§ **Goal of the exercise**
Quote, without change, all of the lines that follow.

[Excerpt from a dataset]
####################

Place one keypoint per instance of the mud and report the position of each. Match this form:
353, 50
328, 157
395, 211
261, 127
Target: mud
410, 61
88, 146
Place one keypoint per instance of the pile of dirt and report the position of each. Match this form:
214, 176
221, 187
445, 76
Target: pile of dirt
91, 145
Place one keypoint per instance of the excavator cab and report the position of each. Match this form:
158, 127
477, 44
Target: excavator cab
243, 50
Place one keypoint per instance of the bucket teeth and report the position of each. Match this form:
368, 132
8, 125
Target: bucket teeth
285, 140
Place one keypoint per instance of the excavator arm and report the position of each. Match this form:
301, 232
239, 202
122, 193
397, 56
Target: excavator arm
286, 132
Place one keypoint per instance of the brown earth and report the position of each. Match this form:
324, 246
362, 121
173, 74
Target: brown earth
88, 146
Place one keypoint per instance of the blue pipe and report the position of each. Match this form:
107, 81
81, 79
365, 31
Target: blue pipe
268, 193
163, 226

####################

§ **Written answer**
Place one keypoint per instance of the mud and report the position of each. Match this form:
353, 50
328, 157
395, 211
261, 127
Target: mud
410, 61
88, 146
Place one keypoint per instance of the pile of dirt and report the position of each. Match this form:
214, 176
221, 187
445, 76
Target: pile of dirt
91, 145
Place one keypoint per instance of the excavator cab and report the position of each. Match this form:
158, 127
477, 44
Target: excavator cab
243, 50
Place one keypoint per instance of the bucket teeth and report the position of each. Match this form:
368, 132
8, 125
Target: bucket teeth
285, 140
Place one keypoint per instance of the excavator arm and report the position of each. Match this form:
301, 232
239, 202
122, 193
397, 56
Target: excavator arm
286, 132
Place one keypoint per instance of the brown earth and report the position of each. Match this form:
324, 246
362, 121
173, 74
Target: brown earth
88, 146
Place one keypoint per instance of the blue pipe and report the position of each. Match this form:
107, 81
81, 79
365, 31
Target: blue pipe
268, 193
163, 226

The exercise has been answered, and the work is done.